---------- RECORDS FOR THE EXERCISE
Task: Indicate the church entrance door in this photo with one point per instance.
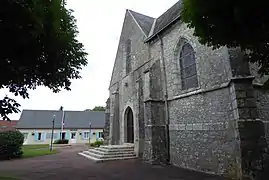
(130, 125)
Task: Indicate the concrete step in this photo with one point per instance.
(103, 149)
(105, 156)
(103, 153)
(111, 152)
(118, 147)
(107, 159)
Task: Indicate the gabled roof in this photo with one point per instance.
(166, 19)
(35, 119)
(145, 22)
(8, 125)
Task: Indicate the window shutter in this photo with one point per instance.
(82, 135)
(42, 136)
(67, 135)
(36, 136)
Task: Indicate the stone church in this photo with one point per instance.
(183, 103)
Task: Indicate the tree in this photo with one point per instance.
(99, 108)
(232, 23)
(39, 48)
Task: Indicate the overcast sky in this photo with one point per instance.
(99, 23)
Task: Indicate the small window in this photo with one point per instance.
(39, 137)
(86, 135)
(128, 56)
(25, 135)
(188, 67)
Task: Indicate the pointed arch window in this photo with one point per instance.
(128, 56)
(188, 67)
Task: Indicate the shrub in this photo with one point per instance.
(10, 144)
(61, 141)
(97, 144)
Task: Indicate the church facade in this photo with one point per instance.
(184, 103)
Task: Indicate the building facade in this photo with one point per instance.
(79, 126)
(8, 125)
(184, 103)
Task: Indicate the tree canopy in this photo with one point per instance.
(231, 23)
(39, 48)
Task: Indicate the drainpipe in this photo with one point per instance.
(165, 101)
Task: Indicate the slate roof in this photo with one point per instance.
(151, 28)
(7, 125)
(168, 17)
(145, 22)
(35, 119)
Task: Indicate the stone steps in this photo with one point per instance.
(111, 152)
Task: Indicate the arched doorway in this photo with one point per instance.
(130, 125)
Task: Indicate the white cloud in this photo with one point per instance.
(99, 23)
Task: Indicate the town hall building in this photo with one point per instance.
(183, 103)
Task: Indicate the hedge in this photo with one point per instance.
(10, 144)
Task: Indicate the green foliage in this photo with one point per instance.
(97, 144)
(39, 48)
(231, 23)
(10, 144)
(99, 108)
(61, 141)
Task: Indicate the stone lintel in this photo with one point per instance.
(153, 100)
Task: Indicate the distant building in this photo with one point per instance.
(7, 125)
(36, 125)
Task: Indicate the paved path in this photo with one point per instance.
(67, 165)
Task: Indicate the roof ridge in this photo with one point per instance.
(140, 13)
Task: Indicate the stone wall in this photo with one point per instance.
(262, 96)
(201, 132)
(107, 123)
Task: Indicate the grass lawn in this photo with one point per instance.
(36, 150)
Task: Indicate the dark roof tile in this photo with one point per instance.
(35, 119)
(145, 22)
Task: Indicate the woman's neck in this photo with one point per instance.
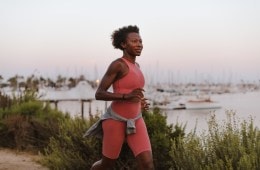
(129, 58)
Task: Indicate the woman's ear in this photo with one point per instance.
(123, 45)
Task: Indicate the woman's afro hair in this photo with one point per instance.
(120, 35)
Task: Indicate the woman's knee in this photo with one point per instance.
(145, 160)
(104, 163)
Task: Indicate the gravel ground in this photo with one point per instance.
(14, 160)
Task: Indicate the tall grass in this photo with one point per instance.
(232, 144)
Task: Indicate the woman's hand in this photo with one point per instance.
(135, 96)
(144, 104)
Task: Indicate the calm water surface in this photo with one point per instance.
(243, 104)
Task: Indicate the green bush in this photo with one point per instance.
(28, 124)
(69, 150)
(230, 145)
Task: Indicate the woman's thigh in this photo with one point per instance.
(139, 142)
(113, 137)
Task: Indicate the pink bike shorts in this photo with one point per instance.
(114, 135)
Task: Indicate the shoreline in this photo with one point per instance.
(13, 159)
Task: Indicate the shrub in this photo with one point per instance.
(69, 150)
(28, 124)
(231, 145)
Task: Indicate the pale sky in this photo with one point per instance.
(184, 40)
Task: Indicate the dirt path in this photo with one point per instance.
(12, 160)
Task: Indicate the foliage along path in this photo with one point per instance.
(10, 160)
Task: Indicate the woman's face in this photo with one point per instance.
(133, 44)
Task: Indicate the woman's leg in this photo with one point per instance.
(104, 164)
(145, 160)
(141, 146)
(113, 138)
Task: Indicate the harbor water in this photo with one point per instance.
(244, 105)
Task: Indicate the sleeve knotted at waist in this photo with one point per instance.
(96, 129)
--------------------
• _AIM OF THE EXERCISE_
In the copy, include no pictures; restate the listing above exactly.

• _TASK OUTPUT_
Task: Indicate the church entrance door in this photo with one point per instance.
(130, 125)
Task: Indicate the concrete step in this photo with one point per instance.
(103, 149)
(105, 156)
(103, 153)
(111, 152)
(118, 147)
(107, 159)
Task: Indicate the gabled roof in this photo with one point per instance.
(166, 19)
(35, 119)
(145, 22)
(8, 125)
Task: Indicate the window shutter in this photo with one point per instance.
(82, 135)
(42, 136)
(67, 135)
(36, 136)
Task: Indicate the stone church in this photo with one point per instance.
(183, 103)
Task: Indicate the tree in this photo with one point per instance.
(99, 108)
(232, 23)
(39, 48)
Task: Indicate the overcast sky in this photo with one point per instance.
(99, 23)
Task: Indicate the small window in this photo with one point per instance.
(39, 137)
(86, 135)
(128, 56)
(25, 135)
(188, 67)
Task: Indicate the pointed arch window in this photo with one point per instance.
(128, 56)
(188, 67)
Task: Indicate the shrub in this photo with one point per instance.
(10, 144)
(61, 141)
(97, 144)
Task: Indicate the church facade in this photo with one point per instance.
(184, 103)
Task: Indicate the building facade in this photo with one point per instance.
(79, 126)
(8, 125)
(184, 103)
Task: Indicate the tree canopy in this photo with one point per instance.
(231, 23)
(39, 48)
Task: Indicate the drainpipe in this photo with one point per instance.
(165, 101)
Task: Indicate the slate roof in this photo with one point per instance.
(151, 28)
(7, 125)
(168, 17)
(145, 22)
(35, 119)
Task: Indicate the stone steps in this photo with one point per instance.
(111, 152)
Task: Indicate the arched doorway in this photo with one point per instance.
(130, 125)
Task: Indicate the white cloud in this photo with one point per instance.
(99, 23)
Task: Indicate the town hall building in this photo with one point per instance.
(183, 103)
Task: Indicate the hedge in this photo with one point per instance.
(10, 144)
Task: Indicate the green foliage in this photo with one point per instance.
(97, 144)
(39, 48)
(231, 23)
(10, 144)
(99, 108)
(61, 141)
Task: Indicate the stone lintel in this photo with one point per instance.
(153, 100)
Task: Indicate the distant building in this photo with one point per instance.
(7, 125)
(36, 125)
Task: Indicate the paved path in this photo with one point per instance.
(67, 165)
Task: Indicate the roof ridge in this photo with one point per instance.
(140, 13)
Task: Indicate the stone wall in this photo with one point per instance.
(262, 96)
(201, 132)
(107, 123)
Task: Indicate the grass lawn in this photo with one point per instance.
(36, 150)
Task: Indicate the dark roof tile in this photo with one point per instance.
(35, 119)
(145, 22)
Task: Indicate the woman's neck in this photo with one point per instance.
(129, 58)
Task: Indicate the woman's ear in this photo with one point per instance.
(123, 45)
Task: Indicate the woman's afro hair in this photo with one point per instance.
(120, 35)
Task: Indicate the woman's knee in this photo with one point per instance.
(145, 160)
(104, 163)
Task: Indicate the gravel ground in this photo with one point per instance.
(14, 160)
Task: Indicate the tall grass in this photo with one point per instance.
(232, 144)
Task: Indicate the woman's hand in this photo with one point per instance.
(135, 96)
(144, 104)
Task: Indicate the calm water surface in this photo with one point per instance.
(243, 104)
Task: Indicate the green bush in this photo with one point per instance.
(28, 124)
(69, 150)
(230, 145)
Task: Indicate the woman's thigh in this photo with one point per instance.
(139, 142)
(113, 137)
Task: Indicate the pink bike shorts in this photo with one point per instance.
(114, 135)
Task: Indicate the shoreline in this photo with one point per instance.
(13, 159)
Task: Indicate the shrub in this photo with one point per instance.
(69, 150)
(28, 124)
(231, 145)
Task: Indicate the pale sky in this photo with one point per instance.
(184, 40)
Task: Indicate the dirt path in this photo with one point per instance.
(12, 160)
Task: Indicate the foliage along path in this photo with one point per instance.
(10, 160)
Task: Indicate the woman's face in this photo with one point per instance.
(133, 44)
Task: Indicate the woman's leg in this photo with one point per instance.
(104, 164)
(145, 160)
(141, 146)
(113, 138)
Task: Indicate the harbor water in this photo with one point per instance.
(244, 105)
Task: Indicate the sleeve knotted at waist in this photo with one point per instance.
(96, 129)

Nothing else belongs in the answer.